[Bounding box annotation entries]

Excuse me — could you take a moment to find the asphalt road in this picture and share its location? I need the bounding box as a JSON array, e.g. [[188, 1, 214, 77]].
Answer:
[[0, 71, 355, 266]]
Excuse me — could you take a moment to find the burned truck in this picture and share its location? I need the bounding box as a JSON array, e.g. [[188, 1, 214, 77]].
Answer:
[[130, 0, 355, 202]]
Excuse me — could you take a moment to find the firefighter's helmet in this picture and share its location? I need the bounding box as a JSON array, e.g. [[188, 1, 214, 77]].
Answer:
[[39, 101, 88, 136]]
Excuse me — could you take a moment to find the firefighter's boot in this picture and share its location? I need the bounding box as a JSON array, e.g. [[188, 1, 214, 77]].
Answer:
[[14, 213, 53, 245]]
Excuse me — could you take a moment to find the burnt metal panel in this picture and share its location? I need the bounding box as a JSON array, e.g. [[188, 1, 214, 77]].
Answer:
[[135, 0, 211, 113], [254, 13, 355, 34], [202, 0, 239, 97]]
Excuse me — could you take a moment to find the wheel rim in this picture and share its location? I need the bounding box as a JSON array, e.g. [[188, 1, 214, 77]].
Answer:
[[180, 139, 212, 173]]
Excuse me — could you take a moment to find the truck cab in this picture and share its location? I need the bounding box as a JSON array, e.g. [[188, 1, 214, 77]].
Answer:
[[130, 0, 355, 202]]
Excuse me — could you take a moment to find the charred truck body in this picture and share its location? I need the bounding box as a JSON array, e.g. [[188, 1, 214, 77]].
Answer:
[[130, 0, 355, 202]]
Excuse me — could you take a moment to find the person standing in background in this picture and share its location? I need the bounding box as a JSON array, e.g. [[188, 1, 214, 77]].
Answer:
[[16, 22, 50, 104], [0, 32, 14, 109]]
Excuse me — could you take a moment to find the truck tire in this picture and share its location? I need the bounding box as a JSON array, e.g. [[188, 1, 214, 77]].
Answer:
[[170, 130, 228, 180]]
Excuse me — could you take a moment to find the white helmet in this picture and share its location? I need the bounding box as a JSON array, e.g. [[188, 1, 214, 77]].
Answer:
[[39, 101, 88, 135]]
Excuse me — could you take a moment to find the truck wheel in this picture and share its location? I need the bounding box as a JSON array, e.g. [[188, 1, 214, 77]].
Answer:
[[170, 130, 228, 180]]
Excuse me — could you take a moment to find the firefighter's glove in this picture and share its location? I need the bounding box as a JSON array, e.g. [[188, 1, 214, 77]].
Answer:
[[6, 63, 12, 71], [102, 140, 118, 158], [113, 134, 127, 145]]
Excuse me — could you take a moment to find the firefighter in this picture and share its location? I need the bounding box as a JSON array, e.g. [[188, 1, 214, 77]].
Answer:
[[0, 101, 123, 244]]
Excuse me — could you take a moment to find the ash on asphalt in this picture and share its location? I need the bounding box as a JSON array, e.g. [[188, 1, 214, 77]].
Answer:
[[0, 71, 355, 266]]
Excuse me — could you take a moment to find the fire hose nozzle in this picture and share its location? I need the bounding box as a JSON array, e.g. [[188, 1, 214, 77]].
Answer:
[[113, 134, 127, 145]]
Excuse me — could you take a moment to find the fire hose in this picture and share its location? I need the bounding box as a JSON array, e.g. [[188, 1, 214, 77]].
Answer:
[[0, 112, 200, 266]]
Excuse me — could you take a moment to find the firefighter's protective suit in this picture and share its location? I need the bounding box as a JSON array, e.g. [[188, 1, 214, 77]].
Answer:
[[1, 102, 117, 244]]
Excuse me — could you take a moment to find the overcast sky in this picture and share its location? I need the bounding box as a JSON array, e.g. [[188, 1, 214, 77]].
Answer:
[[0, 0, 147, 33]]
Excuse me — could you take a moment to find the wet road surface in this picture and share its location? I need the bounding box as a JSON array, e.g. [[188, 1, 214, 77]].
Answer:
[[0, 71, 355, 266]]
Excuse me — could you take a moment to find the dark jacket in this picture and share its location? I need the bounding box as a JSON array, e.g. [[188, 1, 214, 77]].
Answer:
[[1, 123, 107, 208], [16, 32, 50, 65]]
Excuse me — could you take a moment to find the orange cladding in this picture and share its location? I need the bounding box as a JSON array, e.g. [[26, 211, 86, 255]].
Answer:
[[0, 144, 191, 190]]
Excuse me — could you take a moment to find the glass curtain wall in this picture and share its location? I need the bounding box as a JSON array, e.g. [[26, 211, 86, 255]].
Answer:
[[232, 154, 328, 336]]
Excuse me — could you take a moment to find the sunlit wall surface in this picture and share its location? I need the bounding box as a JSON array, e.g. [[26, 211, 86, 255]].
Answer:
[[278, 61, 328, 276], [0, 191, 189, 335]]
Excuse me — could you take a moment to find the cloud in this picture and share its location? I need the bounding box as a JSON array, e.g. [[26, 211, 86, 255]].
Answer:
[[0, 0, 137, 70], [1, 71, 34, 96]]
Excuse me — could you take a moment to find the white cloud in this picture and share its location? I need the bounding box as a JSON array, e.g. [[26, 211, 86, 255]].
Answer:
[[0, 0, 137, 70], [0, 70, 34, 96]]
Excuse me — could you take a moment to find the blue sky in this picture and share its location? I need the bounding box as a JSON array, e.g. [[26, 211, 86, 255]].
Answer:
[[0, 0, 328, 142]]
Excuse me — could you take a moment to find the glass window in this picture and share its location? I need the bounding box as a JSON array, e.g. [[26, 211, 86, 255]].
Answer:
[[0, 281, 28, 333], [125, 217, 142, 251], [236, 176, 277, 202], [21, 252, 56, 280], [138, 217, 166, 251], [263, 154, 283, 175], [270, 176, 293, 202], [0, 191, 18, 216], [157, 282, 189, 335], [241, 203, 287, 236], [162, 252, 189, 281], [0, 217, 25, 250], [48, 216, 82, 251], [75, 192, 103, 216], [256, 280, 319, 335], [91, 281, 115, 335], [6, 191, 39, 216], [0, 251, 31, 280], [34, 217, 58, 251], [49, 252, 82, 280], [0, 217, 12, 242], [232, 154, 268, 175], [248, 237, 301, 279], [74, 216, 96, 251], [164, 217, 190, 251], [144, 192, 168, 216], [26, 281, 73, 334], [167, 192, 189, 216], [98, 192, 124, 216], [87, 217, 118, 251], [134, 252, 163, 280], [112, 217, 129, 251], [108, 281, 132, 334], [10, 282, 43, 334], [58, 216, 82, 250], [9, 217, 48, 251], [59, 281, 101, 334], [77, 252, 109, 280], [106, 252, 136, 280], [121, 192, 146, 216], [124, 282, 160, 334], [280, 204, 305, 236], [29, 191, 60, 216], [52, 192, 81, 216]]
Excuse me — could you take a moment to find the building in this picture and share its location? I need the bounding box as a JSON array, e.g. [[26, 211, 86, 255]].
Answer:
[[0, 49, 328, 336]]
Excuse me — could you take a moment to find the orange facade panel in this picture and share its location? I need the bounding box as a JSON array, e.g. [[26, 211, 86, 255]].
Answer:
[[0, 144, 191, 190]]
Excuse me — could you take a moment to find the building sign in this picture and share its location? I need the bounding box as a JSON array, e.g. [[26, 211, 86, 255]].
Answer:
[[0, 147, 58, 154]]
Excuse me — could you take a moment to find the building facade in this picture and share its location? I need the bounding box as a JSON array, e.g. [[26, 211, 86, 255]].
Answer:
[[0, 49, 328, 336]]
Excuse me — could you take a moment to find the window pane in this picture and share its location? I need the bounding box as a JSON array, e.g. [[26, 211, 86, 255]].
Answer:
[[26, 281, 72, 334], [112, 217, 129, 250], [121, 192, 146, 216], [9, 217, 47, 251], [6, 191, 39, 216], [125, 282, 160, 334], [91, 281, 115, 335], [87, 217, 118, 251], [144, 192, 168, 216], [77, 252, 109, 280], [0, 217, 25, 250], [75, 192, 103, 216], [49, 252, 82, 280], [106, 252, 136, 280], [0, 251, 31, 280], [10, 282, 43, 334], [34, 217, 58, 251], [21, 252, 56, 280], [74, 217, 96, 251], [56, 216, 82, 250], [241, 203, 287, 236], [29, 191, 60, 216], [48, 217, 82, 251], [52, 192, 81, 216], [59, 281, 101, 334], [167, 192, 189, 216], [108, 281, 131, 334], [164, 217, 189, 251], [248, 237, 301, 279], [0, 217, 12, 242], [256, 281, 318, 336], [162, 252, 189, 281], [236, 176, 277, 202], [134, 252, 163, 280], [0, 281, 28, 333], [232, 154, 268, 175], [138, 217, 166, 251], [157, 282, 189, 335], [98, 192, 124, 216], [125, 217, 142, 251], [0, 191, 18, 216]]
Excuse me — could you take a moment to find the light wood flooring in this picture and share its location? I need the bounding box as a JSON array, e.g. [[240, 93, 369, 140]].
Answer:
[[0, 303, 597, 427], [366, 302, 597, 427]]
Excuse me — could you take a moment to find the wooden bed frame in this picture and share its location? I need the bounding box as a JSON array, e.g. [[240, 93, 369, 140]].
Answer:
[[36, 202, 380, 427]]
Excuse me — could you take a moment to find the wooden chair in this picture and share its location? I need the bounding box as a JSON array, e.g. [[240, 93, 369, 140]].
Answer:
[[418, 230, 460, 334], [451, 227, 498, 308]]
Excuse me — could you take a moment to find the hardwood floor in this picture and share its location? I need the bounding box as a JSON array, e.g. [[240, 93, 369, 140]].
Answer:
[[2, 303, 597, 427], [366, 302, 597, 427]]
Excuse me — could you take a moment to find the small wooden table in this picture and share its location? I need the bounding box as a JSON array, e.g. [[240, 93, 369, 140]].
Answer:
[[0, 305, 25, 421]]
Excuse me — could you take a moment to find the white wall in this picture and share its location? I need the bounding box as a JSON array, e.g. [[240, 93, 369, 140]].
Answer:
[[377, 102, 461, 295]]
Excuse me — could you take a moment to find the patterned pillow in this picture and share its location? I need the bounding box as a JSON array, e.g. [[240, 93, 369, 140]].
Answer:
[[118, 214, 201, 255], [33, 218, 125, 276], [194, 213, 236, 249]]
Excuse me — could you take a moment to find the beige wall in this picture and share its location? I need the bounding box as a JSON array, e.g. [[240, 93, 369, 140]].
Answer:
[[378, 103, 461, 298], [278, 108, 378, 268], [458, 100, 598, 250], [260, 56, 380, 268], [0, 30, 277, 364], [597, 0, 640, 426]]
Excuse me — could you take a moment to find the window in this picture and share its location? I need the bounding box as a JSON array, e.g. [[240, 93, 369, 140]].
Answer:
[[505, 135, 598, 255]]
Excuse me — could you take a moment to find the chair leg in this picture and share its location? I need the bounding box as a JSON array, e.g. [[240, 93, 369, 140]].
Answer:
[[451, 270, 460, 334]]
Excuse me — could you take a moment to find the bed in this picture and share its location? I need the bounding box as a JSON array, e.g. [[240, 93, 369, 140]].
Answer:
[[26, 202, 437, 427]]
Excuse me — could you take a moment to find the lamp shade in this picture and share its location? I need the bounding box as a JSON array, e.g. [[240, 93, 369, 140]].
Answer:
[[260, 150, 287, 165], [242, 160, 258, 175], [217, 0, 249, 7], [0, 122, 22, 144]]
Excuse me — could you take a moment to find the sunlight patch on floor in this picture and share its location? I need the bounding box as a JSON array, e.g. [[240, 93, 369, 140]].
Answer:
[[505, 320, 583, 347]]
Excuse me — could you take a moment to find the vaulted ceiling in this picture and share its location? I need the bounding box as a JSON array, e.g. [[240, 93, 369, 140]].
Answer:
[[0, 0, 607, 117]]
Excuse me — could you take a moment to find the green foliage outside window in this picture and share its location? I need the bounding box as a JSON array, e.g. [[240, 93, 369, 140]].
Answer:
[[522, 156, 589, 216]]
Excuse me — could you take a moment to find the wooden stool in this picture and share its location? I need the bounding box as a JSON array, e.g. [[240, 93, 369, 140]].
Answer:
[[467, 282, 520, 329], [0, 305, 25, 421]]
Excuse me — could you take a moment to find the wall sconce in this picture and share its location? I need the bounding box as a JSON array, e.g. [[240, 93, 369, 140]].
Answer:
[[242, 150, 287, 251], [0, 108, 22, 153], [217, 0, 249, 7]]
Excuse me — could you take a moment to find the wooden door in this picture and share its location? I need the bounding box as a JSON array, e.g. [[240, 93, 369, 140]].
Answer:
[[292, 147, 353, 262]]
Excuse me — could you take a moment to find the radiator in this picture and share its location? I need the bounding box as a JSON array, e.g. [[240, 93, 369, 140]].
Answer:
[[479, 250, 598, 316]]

REQUIREMENTS: Give the rows from the line with "find the lamp" up to and including the line with "[[467, 282, 520, 329], [0, 305, 25, 421]]" as a two-column CSV headed request and box, with one line per row. Put each row's text and answer in their own quoted fields, and replace any line breaks with spaces.

SOLUTION TO THIS EXERCISE:
request,box
"Excuse me — could you take a moment to find the lamp shade in this picture and share its location? I need the bounding box as a JSON array, e.g. [[240, 93, 369, 140]]. Answer:","[[260, 150, 287, 165], [242, 160, 258, 175], [217, 0, 249, 7], [0, 122, 22, 144]]"
"Excuse me — could you take a moment to find the sunlight patch on floor in this picture and share its location? I need the bounding box as a JSON array, e.g. [[240, 93, 369, 140]]. Answer:","[[505, 320, 583, 347]]"
"Excuse me — could you take a moment to find the vaulted ceiling in this picture and share its location? I need the bounding box as a JSON array, e.g. [[240, 93, 369, 140]]. Answer:","[[0, 0, 607, 117]]"
"Excuse me — could you take a moment to find the green foliage outside window in this picture and share its location? I need the bounding box as a JSON array, e.g. [[240, 93, 369, 140]]. Answer:","[[522, 156, 589, 216]]"
"Excuse me — could you take a moment to find the wooden stool in this picture and share its location? I need the bounding box as a JSON array, e.g. [[240, 93, 369, 140]]. Answer:","[[467, 282, 520, 329], [0, 305, 25, 421]]"